Task to carry out:
With nothing added or dropped, output every record below exactly.
*** Supplied entries ***
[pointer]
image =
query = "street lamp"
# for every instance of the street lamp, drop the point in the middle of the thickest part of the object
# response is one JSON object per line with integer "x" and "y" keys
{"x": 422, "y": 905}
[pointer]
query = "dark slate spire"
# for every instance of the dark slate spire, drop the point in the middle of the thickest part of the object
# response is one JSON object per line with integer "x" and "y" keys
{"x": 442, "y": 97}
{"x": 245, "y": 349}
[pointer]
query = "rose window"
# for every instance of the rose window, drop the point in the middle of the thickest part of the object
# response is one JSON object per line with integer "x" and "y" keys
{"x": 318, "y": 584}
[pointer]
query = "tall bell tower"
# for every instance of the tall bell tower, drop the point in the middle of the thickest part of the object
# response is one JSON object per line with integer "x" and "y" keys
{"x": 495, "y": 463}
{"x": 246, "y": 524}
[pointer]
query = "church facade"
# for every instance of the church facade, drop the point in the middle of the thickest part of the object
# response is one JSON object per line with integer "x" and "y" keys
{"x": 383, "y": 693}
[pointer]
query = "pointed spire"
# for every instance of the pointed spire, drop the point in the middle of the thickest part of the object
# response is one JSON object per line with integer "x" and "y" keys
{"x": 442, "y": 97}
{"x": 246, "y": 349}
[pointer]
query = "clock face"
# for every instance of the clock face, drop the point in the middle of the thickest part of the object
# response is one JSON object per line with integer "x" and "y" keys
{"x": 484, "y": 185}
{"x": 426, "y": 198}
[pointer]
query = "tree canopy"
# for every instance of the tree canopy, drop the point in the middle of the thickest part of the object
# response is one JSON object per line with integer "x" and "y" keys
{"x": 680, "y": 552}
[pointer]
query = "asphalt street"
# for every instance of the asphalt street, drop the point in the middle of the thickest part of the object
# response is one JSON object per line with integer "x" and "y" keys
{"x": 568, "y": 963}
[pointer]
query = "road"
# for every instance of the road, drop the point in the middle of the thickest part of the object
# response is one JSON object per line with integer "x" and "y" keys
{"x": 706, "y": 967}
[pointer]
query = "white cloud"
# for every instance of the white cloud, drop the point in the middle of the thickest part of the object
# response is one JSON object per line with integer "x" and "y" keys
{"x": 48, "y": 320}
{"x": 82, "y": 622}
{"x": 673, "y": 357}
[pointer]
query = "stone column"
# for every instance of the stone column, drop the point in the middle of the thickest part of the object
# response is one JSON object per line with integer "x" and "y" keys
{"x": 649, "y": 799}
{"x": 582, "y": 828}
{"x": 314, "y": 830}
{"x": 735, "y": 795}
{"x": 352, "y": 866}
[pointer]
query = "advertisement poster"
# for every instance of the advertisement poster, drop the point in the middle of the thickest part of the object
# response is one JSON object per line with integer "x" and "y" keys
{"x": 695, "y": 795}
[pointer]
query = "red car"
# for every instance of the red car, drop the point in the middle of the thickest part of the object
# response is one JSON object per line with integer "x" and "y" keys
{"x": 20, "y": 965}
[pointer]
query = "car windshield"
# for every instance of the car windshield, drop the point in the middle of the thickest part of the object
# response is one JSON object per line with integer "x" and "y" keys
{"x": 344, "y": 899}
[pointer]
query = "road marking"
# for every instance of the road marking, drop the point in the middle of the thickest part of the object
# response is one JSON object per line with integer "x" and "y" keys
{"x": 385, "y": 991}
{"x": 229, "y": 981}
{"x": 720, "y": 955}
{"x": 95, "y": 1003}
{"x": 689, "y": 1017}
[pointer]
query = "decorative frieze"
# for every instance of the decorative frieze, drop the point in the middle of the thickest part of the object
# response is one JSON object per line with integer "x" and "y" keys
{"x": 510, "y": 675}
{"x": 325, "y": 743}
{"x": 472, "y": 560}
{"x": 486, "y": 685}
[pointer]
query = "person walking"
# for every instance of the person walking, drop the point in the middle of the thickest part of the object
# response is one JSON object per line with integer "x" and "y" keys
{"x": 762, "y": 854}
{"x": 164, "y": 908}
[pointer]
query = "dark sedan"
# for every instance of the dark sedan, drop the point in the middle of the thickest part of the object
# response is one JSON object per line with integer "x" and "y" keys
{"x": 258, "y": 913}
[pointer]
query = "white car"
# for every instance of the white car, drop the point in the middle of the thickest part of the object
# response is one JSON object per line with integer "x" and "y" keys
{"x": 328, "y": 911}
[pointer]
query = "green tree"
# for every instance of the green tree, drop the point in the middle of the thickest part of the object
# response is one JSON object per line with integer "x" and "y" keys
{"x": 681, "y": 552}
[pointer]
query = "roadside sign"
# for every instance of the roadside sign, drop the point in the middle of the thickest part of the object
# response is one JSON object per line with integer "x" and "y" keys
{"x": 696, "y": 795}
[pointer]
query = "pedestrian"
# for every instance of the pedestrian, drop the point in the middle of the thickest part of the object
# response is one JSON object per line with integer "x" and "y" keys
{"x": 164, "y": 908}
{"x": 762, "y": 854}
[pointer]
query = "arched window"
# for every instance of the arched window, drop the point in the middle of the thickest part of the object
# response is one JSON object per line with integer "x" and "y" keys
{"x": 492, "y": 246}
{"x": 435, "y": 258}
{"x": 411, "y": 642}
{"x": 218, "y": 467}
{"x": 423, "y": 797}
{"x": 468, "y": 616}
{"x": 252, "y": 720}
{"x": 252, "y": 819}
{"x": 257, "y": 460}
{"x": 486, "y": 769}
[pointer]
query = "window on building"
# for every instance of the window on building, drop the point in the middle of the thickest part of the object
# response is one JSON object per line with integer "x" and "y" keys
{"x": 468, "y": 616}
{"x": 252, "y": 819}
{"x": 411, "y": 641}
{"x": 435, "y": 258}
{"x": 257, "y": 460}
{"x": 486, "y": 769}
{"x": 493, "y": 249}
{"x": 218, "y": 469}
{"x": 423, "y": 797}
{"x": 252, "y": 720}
*** End of Supplied entries ***
Answer:
[pointer]
image =
query = "street lamp"
# for every instance of the street lamp, drop the point in the middle of the thickest part of the object
# response is one JSON object per line with integer "x" and "y" keys
{"x": 422, "y": 905}
[pointer]
query = "dark slate spire"
# for every instance of the dark slate spire, drop the point in the middle of the thickest part of the object
# response is one JSON object per line with integer "x" and "y" keys
{"x": 442, "y": 97}
{"x": 245, "y": 349}
[pointer]
query = "rose window"
# for every instance of the rose window, drop the point in the middle of the thickest part of the object
# response is one JSON object per line with integer "x" and "y" keys
{"x": 318, "y": 584}
[pointer]
query = "tall bell tower"
# for every instance of the tall bell tower, drop the point in the middle of the thickest part of the object
# response is one JSON object per line with integer "x" and "y" keys
{"x": 495, "y": 463}
{"x": 246, "y": 524}
[pointer]
query = "church facade"
# for every instance of the church facade, drop the point in the middle of the thickest part of the object
# response is one JSON object per line with integer "x" and "y" keys
{"x": 383, "y": 693}
[pointer]
query = "pointed spire"
# for every instance of the pointed spire, drop the point in the middle of the thickest part of the object
# response is one JSON object per line with integer "x" and "y" keys
{"x": 442, "y": 97}
{"x": 246, "y": 349}
[pointer]
query = "clock face"
# for every instance of the clock face, drop the point in the middle of the thickest part of the object
# response is one JSON object per line with integer "x" and "y" keys
{"x": 484, "y": 185}
{"x": 426, "y": 198}
[pointer]
query = "tree canopy"
# for every instance of the tree canopy, drop the point in the middle of the thickest part of the object
# response is one JSON object per line with integer "x" and "y" keys
{"x": 680, "y": 552}
[pointer]
query = "asphalt street"
# for every instance of the asphalt street, drop the point in the middle of the thickest part of the object
# response is one JSON object per line with integer "x" and "y" keys
{"x": 568, "y": 963}
[pointer]
query = "road"
# for every instance of the road, drop the point in the middle of the thickest part of the object
# response is one JSON object per line with integer "x" and "y" keys
{"x": 706, "y": 967}
[pointer]
query = "white cloud"
# for every instance of the white cloud, drop the point in the middle of the thickest part of the object
# response is one JSON object per line with integer "x" and "y" keys
{"x": 48, "y": 320}
{"x": 82, "y": 622}
{"x": 673, "y": 357}
[pointer]
query = "stone column"
# for every instance of the stone column, drop the point in the middle of the thickest part of the object
# response is one JSON object per line with integer "x" and "y" keys
{"x": 649, "y": 799}
{"x": 582, "y": 828}
{"x": 314, "y": 830}
{"x": 735, "y": 795}
{"x": 352, "y": 866}
[pointer]
query = "advertisement poster"
# for every instance of the advertisement poster, drop the point in the middle of the thickest part of the object
# response is one JSON object per line with integer "x" and "y" keys
{"x": 695, "y": 795}
[pointer]
query = "red car"
# for every instance of the red car, drop the point in the middle of the thickest part of the object
# response is one JSON object per line with integer "x" and "y" keys
{"x": 20, "y": 965}
[pointer]
query = "car windshield"
# for every instance of the car windshield, drop the point in the middle of the thickest part of the object
# response is one JSON object per line with integer "x" and "y" keys
{"x": 344, "y": 899}
[pointer]
query = "road marking"
# for every instance of the road marking, drop the point in the middle of the thickest part of the object
# response is one JSON object per line with integer "x" and "y" keys
{"x": 385, "y": 991}
{"x": 229, "y": 981}
{"x": 720, "y": 955}
{"x": 95, "y": 1003}
{"x": 689, "y": 1017}
[pointer]
query = "decorative frieze"
# for every instance of the decorative frieze, drop the point in the middle of the thickest part of the object
# response is one JSON object per line with integer "x" and "y" keys
{"x": 510, "y": 675}
{"x": 325, "y": 743}
{"x": 472, "y": 560}
{"x": 486, "y": 685}
[pointer]
query = "person walking"
# for every instance of the person walking, drop the point in the middle of the thickest part of the object
# response is one JSON object per line with integer "x" and "y" keys
{"x": 762, "y": 854}
{"x": 164, "y": 908}
[pointer]
query = "dark sedan"
# for every instance of the dark sedan, drop the point in the middle of the thickest part of the object
# response is one JSON object per line with integer "x" and "y" keys
{"x": 258, "y": 913}
[pointer]
query = "white car"
# for every instance of the white car, drop the point in the middle of the thickest part of the object
# response is one JSON object per line with integer "x" and "y" keys
{"x": 328, "y": 911}
[pointer]
query = "green tree"
# for every instance of the green tree, drop the point in the middle of the thickest part of the object
# response is one JSON object per line with integer "x" and "y" keys
{"x": 681, "y": 552}
[pointer]
query = "roadside sign"
# for every instance of the roadside sign, drop the point in the middle of the thickest part of the object
# response is one JSON object per line with integer "x" and "y" keys
{"x": 696, "y": 795}
[pointer]
query = "pedestrian"
# for every instance of the pedestrian, drop the point in the middle of the thickest part of the object
# response is one JSON object per line with integer "x" and "y" keys
{"x": 164, "y": 908}
{"x": 762, "y": 854}
[pointer]
query = "arched window"
# for every instance of the arched window, drop the point in the middle of the thickest part of the object
# response is one JSON object per line with integer "x" and "y" keys
{"x": 492, "y": 246}
{"x": 435, "y": 258}
{"x": 411, "y": 642}
{"x": 218, "y": 467}
{"x": 423, "y": 797}
{"x": 468, "y": 616}
{"x": 252, "y": 720}
{"x": 252, "y": 819}
{"x": 257, "y": 460}
{"x": 486, "y": 769}
[pointer]
query = "window on building"
# for every instance of the window on building, drop the point in the middle of the thickest part of the object
# response is one JSON object per line with integer "x" and "y" keys
{"x": 468, "y": 616}
{"x": 252, "y": 819}
{"x": 411, "y": 641}
{"x": 435, "y": 258}
{"x": 257, "y": 460}
{"x": 486, "y": 769}
{"x": 493, "y": 249}
{"x": 218, "y": 469}
{"x": 423, "y": 797}
{"x": 252, "y": 720}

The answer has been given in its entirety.